_Exercise details_
Tally the lines in the data below that contain the word "plant" and give only the number.
━━━ Data for this exercise
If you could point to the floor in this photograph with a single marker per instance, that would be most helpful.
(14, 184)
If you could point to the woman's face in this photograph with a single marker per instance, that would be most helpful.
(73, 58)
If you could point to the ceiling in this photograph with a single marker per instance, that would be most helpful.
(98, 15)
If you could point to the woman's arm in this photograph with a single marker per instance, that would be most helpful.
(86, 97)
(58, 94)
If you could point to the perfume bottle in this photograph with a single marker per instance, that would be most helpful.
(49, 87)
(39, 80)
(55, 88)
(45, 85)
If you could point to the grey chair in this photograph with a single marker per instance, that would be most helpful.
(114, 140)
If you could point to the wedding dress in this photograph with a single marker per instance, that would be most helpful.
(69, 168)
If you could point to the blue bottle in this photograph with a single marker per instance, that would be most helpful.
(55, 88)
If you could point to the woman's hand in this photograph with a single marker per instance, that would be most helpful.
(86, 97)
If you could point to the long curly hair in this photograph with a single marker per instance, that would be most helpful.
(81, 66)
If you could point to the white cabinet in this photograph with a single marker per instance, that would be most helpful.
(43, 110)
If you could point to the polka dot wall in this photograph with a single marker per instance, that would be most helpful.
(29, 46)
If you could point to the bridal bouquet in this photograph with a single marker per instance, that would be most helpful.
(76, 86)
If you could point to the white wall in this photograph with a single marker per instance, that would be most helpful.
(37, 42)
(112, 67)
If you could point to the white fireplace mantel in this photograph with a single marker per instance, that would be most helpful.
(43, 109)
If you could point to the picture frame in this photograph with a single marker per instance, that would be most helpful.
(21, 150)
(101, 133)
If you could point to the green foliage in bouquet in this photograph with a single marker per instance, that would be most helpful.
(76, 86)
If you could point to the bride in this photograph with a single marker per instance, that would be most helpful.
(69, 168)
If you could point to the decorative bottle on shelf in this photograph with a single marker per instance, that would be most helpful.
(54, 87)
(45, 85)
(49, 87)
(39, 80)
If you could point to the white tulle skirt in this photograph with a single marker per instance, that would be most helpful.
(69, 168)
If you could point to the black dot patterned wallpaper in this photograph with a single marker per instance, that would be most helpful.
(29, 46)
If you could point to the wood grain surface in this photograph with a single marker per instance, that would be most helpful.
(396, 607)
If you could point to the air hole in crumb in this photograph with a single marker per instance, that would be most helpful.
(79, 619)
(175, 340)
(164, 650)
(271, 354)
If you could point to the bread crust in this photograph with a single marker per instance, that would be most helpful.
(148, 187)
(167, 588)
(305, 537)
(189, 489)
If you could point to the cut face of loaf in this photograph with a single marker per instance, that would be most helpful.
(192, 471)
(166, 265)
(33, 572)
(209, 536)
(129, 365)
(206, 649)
━━━━━━
━━━ Data for this exercise
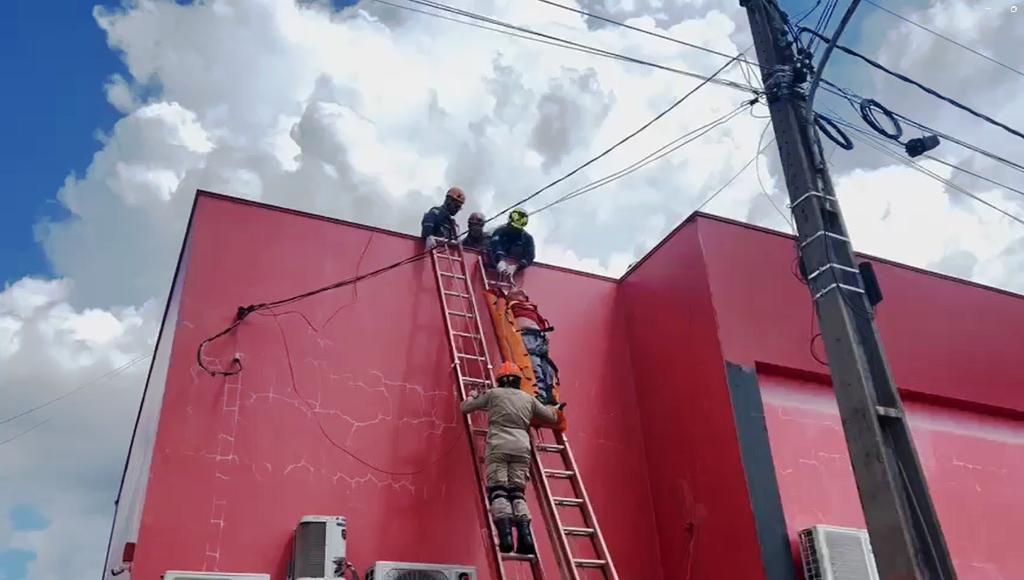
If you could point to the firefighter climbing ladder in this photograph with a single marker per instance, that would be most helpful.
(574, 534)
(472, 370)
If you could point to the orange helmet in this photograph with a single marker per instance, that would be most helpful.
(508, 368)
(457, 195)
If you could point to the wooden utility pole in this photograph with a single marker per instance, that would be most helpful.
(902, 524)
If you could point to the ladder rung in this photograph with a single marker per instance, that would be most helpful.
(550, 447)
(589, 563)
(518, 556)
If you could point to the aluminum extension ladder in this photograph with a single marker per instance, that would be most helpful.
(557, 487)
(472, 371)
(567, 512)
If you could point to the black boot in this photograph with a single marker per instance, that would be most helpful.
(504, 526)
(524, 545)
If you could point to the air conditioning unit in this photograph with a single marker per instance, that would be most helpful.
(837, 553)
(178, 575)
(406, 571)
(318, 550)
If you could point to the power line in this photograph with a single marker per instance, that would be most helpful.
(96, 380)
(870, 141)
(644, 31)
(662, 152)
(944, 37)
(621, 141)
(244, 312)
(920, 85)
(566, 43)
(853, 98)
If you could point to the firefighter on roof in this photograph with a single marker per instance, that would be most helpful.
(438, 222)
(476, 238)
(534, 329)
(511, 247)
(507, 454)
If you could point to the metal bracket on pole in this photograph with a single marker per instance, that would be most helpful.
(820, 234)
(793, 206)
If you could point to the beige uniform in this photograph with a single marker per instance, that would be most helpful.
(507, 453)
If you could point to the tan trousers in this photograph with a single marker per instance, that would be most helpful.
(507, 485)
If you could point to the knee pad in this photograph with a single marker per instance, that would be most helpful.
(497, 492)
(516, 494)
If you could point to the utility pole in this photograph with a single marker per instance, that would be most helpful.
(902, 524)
━━━━━━
━━━ Data for this exercise
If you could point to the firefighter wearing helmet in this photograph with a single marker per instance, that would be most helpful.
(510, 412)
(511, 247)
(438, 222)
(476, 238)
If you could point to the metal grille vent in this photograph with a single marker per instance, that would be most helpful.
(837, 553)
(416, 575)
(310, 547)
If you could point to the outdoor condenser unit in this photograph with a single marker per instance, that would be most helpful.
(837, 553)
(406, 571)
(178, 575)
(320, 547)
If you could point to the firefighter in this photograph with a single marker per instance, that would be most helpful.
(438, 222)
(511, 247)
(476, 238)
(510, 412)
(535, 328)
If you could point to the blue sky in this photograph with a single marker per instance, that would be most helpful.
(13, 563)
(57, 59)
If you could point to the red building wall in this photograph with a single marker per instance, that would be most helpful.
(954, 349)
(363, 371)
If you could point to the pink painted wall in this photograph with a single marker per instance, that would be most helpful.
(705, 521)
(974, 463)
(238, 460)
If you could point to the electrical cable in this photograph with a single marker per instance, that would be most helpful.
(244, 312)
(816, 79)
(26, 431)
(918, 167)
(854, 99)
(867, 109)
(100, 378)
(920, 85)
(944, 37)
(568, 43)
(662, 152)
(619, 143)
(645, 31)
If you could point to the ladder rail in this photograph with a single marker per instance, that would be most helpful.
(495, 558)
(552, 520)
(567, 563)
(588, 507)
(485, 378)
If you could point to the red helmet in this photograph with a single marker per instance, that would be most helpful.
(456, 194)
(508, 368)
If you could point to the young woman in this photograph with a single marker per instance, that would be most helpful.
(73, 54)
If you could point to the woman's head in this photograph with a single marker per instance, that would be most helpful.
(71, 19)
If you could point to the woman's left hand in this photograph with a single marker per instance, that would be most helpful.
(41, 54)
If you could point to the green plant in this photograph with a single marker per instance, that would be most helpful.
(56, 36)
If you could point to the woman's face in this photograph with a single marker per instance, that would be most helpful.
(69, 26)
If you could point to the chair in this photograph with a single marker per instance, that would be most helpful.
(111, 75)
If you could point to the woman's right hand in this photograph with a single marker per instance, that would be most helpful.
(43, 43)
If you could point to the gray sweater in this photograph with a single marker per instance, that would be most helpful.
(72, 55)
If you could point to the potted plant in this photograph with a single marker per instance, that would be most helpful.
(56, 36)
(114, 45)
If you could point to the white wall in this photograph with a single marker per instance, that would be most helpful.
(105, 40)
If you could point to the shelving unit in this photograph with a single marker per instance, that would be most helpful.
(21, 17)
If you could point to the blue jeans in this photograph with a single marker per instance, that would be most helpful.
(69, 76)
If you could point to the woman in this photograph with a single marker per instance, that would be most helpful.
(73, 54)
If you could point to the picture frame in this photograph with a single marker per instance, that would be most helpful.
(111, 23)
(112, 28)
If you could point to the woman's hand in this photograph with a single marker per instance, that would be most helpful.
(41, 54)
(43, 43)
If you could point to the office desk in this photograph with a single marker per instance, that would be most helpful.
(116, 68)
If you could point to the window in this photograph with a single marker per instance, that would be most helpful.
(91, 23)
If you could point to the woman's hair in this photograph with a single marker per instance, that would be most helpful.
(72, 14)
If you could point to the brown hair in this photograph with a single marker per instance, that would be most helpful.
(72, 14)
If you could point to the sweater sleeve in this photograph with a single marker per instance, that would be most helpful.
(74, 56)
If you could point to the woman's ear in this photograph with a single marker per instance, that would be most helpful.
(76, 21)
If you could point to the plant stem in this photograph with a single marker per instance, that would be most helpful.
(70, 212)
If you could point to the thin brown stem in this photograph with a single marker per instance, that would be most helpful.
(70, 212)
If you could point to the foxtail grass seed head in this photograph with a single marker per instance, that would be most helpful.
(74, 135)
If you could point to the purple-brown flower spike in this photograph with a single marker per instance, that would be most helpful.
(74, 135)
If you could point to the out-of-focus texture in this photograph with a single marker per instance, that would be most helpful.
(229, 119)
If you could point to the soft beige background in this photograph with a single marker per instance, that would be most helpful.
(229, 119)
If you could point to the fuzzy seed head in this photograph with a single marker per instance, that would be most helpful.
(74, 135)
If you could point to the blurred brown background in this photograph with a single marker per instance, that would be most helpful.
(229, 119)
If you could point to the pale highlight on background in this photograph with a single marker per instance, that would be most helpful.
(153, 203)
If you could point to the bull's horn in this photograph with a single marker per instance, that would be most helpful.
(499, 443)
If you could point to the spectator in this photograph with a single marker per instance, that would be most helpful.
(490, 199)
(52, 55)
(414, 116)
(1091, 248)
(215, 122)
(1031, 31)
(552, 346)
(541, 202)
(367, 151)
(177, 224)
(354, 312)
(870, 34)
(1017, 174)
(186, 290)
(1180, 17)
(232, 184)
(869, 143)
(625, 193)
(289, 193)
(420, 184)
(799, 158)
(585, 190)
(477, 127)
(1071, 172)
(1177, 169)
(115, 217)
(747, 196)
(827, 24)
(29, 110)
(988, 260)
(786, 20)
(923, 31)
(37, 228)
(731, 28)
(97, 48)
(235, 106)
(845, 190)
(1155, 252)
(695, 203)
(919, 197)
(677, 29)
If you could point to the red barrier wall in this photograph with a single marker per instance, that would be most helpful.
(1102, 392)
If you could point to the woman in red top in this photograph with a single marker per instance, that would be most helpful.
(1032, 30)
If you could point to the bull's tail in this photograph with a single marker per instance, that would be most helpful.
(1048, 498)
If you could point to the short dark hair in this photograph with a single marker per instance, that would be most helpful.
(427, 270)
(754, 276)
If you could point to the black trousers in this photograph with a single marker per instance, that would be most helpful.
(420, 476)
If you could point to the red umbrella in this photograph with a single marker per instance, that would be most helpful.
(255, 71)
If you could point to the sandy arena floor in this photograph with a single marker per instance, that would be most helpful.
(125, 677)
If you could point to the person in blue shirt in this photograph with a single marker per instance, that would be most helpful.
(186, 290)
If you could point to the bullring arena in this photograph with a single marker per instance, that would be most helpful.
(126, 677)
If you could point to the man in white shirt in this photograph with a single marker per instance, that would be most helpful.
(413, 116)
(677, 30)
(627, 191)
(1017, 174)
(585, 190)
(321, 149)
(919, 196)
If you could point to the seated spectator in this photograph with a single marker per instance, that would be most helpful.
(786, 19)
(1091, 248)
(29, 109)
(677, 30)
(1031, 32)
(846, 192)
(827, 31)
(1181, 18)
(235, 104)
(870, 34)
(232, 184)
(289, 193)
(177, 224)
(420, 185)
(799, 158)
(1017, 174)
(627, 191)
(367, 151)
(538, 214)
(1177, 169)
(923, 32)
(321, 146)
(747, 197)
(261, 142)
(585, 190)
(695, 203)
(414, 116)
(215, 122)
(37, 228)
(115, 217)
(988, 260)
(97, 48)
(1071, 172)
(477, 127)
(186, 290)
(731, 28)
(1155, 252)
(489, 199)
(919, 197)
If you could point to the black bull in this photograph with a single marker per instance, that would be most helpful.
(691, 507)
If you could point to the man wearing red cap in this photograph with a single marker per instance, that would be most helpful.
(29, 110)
━━━━━━
_Full response_
3